# [The exercise]
Copy only this range: the line with "the distant mountain" through the final line of the material, inclusive at both ends.

(Point annotation dataset records)
——————

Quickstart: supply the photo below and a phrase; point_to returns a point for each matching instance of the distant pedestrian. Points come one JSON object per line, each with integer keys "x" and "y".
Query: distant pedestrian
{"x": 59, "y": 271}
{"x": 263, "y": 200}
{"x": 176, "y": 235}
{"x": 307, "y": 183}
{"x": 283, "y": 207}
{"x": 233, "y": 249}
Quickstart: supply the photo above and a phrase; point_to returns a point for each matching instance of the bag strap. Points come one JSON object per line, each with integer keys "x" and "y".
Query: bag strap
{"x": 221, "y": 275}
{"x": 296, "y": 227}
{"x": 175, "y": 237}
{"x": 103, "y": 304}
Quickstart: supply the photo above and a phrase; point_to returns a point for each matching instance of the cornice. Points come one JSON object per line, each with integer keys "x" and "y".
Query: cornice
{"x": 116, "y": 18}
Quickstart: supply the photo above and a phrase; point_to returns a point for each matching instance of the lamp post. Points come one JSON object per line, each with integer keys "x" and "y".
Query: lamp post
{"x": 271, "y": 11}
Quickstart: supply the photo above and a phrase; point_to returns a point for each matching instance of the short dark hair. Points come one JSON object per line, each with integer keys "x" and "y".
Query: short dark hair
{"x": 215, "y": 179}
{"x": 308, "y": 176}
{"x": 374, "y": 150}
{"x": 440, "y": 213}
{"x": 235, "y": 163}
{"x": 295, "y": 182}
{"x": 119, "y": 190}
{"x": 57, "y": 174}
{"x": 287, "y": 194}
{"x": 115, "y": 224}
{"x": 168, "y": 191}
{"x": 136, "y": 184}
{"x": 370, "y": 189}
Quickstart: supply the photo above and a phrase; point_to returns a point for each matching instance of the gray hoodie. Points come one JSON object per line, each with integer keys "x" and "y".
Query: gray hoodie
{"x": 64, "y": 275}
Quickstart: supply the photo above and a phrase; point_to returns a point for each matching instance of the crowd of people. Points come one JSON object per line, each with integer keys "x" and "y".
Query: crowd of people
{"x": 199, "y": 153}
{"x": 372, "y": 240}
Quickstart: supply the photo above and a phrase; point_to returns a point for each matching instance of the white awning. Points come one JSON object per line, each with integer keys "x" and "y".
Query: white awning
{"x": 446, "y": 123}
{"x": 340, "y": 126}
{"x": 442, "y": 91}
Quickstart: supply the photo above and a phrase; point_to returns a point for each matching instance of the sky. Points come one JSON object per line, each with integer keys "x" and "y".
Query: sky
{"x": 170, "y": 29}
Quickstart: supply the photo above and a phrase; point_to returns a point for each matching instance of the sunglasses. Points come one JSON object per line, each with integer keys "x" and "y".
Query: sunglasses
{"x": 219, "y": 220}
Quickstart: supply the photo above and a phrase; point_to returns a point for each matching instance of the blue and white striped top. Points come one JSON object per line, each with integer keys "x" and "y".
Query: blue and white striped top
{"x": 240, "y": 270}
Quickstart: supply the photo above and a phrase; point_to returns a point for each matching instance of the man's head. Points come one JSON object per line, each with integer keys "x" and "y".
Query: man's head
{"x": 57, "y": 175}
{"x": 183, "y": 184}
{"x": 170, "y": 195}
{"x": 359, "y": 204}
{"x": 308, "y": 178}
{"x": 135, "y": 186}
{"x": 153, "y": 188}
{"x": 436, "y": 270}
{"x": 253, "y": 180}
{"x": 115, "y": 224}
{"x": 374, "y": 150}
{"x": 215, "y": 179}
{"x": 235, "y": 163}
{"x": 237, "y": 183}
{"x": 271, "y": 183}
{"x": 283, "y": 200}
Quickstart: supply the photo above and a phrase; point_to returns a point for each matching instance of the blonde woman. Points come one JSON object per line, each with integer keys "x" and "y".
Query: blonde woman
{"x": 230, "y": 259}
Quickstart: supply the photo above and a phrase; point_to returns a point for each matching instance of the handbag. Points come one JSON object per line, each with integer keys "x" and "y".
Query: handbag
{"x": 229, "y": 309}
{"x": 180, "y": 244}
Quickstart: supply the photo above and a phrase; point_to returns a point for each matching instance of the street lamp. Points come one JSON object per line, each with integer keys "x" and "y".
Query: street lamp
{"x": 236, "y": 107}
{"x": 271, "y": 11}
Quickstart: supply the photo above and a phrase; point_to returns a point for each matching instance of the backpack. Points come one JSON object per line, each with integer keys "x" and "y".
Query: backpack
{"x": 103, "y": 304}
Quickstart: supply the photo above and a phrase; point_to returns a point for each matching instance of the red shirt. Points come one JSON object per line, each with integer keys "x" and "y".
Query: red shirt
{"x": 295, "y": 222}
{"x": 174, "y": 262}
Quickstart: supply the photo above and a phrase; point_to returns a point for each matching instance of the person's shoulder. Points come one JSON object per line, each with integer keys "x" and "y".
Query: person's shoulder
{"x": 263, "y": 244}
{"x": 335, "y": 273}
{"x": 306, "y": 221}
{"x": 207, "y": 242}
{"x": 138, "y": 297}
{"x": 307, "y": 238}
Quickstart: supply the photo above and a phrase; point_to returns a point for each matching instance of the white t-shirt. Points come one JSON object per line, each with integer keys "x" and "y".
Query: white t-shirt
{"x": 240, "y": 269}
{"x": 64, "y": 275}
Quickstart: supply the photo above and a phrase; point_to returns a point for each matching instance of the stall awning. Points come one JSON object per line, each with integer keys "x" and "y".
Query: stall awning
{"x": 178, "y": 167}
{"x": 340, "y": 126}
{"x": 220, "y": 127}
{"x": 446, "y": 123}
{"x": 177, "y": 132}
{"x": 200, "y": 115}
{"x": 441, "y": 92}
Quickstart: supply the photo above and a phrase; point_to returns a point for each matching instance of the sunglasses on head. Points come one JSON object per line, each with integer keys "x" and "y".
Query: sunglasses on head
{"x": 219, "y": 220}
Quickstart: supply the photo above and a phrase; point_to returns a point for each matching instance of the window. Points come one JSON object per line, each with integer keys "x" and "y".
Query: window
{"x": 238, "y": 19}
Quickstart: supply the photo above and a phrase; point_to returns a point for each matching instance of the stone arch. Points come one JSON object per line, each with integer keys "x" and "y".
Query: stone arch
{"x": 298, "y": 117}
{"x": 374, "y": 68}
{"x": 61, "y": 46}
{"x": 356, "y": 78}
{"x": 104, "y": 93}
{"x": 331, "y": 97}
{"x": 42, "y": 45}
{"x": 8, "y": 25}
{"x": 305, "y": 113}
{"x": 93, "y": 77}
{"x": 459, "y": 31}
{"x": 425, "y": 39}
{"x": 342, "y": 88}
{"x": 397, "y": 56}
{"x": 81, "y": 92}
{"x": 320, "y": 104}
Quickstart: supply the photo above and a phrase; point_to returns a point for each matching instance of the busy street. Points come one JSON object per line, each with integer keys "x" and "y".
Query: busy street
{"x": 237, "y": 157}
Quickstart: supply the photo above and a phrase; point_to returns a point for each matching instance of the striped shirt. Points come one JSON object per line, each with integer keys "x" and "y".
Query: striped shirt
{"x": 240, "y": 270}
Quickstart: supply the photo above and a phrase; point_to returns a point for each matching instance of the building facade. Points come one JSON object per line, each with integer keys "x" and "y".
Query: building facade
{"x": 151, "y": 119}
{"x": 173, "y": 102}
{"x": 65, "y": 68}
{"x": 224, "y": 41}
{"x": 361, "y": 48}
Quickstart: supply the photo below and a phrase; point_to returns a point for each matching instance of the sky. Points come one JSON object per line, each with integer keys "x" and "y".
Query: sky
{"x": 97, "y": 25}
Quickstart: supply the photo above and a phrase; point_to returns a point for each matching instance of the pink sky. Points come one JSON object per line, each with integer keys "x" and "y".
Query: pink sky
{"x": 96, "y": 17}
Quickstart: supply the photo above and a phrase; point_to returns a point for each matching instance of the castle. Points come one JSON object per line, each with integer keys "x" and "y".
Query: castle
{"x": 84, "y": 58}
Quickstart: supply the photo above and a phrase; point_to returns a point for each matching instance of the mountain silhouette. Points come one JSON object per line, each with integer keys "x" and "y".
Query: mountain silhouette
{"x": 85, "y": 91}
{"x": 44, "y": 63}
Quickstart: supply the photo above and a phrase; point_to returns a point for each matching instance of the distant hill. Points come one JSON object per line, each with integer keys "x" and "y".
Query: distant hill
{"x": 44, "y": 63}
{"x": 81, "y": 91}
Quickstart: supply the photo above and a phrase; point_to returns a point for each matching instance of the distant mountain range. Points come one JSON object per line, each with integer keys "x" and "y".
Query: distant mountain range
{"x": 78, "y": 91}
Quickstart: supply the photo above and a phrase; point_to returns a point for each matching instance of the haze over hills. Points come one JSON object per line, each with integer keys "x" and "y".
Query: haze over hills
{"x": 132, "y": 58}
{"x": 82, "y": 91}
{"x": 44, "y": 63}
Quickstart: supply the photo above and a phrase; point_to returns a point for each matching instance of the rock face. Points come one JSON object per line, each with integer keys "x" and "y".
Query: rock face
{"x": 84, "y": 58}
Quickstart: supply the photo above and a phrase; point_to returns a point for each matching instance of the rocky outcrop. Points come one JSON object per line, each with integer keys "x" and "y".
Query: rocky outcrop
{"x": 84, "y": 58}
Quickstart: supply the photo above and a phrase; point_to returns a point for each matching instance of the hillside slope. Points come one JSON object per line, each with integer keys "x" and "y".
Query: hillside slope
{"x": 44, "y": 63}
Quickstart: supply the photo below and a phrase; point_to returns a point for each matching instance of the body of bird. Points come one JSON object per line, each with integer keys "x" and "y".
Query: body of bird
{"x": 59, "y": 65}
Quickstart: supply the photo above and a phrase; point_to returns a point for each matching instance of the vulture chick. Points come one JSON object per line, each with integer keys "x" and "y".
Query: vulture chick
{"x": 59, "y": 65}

——————

# [The output]
Quickstart: supply the photo above and a phrase; point_to returns a point for each matching instance of the distant mountain range. Points come one JSON object per line, each with integer keys "x" and "y".
Query: distant mountain range
{"x": 78, "y": 91}
Quickstart: supply the photo above and a phrase; point_to returns a point for each matching instance of the haze over hills. Points come one JSON object per line, each with integer keys "x" and "y".
Query: haze over hills
{"x": 132, "y": 58}
{"x": 82, "y": 91}
{"x": 44, "y": 63}
Quickstart: supply the photo above and a phrase; point_to returns a point for each matching instance of the rock face. Points come one JSON object per line, each with integer keys "x" and "y".
Query: rock face
{"x": 84, "y": 58}
Quickstart: supply the photo above and a phrase; point_to returns a point for each matching instance of the rocky outcrop. Points come one JSON object per line, each with integer keys "x" and "y".
Query: rocky outcrop
{"x": 84, "y": 58}
Quickstart: supply the photo above and a phrase; point_to returns a point for each matching instance of the hillside slope. Points come one JSON object per line, each with integer keys "x" and "y".
Query: hillside slope
{"x": 44, "y": 63}
Quickstart: supply the photo below and a phrase; point_to returns a point for each matching instance of the body of bird. Points come one JSON object per line, each with integer keys "x" and "y".
Query: body of bird
{"x": 59, "y": 65}
Quickstart: supply the photo above and a phrase; point_to returns a point for each matching instance of the vulture chick. Points come one JSON object per line, each with integer keys "x" and "y".
Query: vulture chick
{"x": 59, "y": 65}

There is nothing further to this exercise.